If you want to want more sex
Many people have what researchers call a responsive desire pattern, meaning they don’t often get turned on out of the blue. If you’re not in the mood as often as you’d like and want to initiate more or feel more receptive to a partner, you can learn how to trigger responsive desire.
Since desire often comes after arousal in women, you can start by looking at erotic images, or reading erotic books to encourage your body to get aroused. These activities may lead to a desire to have sex on their own, but if they don’t consider adding in a partner to engage in low-pressure, non-sexual touching of your choosing.
Take your time to figure out what sequence of images, thoughts, or touch arouses you and turns on your mind. Once you have that information, use it. There’s nothing wrong with relying on a prompt or two to get you started.
Having trouble getting aroused?

**WORK REQUEST 1:** In the text on sexual desire, what often comes before desire in women?
**WORK REQUEST 2:** Pick up the text on sexual desire after its last line and continue it.

**MATERIAL SUPPLIED:**
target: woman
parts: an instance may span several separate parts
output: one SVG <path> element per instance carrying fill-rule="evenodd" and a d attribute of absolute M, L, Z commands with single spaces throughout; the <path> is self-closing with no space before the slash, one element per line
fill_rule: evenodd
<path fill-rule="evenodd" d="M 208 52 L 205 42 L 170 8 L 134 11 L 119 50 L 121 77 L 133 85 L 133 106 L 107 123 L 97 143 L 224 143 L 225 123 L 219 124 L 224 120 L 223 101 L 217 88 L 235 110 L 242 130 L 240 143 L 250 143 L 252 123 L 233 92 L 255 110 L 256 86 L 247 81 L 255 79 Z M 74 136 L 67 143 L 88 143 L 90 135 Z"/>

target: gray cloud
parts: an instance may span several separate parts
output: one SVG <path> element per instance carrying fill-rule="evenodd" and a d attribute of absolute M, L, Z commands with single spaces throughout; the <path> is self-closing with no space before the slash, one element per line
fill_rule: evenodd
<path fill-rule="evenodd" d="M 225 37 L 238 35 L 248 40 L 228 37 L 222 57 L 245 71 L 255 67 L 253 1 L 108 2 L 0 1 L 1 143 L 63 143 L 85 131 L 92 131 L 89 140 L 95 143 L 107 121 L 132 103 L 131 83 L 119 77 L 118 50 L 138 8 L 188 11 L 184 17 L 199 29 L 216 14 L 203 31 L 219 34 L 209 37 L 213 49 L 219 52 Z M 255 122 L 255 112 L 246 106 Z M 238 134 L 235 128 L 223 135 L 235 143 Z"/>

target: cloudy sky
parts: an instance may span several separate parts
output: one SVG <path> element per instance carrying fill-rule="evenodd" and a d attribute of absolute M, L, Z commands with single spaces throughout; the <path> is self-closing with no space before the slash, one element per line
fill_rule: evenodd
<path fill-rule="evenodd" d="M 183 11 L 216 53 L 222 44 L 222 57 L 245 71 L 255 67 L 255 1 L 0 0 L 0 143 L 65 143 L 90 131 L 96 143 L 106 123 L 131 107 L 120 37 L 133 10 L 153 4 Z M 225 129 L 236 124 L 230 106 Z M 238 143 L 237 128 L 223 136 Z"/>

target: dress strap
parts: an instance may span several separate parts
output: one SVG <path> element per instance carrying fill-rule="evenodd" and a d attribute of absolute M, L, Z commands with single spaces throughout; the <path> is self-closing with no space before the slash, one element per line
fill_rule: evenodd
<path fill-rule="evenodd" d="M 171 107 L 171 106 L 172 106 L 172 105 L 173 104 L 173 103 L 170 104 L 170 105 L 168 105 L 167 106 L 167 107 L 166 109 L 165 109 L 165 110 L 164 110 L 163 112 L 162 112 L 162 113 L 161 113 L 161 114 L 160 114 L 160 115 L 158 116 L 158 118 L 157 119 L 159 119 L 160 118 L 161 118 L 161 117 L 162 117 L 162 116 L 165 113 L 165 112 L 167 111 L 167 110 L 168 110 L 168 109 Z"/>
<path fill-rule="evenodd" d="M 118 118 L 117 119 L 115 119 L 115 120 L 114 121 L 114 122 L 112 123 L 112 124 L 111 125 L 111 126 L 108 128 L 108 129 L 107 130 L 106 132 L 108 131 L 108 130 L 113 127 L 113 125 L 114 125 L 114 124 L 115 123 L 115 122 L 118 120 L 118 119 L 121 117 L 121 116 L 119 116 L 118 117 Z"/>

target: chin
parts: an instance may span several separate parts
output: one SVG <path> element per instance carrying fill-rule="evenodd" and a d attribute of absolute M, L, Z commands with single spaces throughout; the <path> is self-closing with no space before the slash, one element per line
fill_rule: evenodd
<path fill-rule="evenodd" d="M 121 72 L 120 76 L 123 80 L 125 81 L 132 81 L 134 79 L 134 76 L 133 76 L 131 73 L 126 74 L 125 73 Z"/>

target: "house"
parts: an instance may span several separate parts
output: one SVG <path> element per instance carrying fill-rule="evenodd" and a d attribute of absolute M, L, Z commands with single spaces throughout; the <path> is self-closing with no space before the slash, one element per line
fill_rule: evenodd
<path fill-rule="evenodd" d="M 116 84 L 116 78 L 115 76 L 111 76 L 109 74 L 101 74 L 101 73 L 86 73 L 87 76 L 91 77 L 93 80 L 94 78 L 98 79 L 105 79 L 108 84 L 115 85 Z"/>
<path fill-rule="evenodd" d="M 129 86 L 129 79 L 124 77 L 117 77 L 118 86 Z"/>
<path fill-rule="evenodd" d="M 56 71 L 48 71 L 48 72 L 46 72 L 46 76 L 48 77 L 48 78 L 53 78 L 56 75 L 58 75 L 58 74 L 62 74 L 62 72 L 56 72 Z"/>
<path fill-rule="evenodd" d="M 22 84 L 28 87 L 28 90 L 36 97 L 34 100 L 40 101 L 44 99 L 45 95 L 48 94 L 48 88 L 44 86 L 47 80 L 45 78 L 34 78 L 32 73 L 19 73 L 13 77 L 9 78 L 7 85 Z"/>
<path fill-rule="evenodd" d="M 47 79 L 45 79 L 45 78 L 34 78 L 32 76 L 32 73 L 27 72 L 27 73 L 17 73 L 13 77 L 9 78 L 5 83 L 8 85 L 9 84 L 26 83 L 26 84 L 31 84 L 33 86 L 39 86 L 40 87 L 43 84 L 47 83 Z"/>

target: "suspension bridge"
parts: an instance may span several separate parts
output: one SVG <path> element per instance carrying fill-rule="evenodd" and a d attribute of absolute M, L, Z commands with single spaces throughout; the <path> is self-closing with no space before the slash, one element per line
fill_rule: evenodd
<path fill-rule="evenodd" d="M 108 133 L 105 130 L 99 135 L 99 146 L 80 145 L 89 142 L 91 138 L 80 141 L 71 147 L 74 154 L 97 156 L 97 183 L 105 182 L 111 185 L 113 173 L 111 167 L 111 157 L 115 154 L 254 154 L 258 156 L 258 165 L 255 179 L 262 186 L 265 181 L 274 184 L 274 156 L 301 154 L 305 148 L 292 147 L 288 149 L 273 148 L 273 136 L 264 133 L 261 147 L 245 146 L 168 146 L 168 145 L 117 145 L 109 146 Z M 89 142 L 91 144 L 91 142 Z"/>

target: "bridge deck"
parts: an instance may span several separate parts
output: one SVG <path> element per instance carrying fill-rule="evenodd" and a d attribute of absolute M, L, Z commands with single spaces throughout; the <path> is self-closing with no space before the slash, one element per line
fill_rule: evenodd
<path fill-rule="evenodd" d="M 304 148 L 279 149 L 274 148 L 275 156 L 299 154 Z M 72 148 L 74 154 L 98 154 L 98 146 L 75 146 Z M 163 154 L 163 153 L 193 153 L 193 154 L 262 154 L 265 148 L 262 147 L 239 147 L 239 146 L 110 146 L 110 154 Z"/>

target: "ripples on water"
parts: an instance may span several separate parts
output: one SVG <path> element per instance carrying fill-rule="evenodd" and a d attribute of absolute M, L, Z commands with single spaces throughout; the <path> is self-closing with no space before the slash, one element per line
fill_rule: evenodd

**RESULT 1:** Arousal often comes before desire in women.

**RESULT 2:**
Any rigorous exercise can be incredibly effective in boosting your arousal, including for women on prescription antidepressants, or who have had hysterectomies. One study found that yoga can improve arousal, lubrication, desire, and orgasm in women, with women over 45 showing the most marked improvements.
Herbs like Tribulus terrestris and ginseng professionally blended with supporting herbs can also help. One small 2014 study found that an extract of Tribulus terrestris improved women’s arousal, lubrication, and satisfaction, and ginseng is a staple of Chinese Medicine that may enhance women’s libido.
If you struggle with vaginal dryness, look for herbal blends that capitalize on phytoestrogens like licorice root. And while there isn’t enough evidence or product testing to recommend topical royal jelly, research shows that it may also have estrogen-like effects and could be a promising alternative to synthetic hormones. One study found that when diluted in a lubricant base, royal jelly was more effective than topical estrogen cream or vaginal moisturizer in treating sexual problems in menopausal women.
Aroused but not turned on?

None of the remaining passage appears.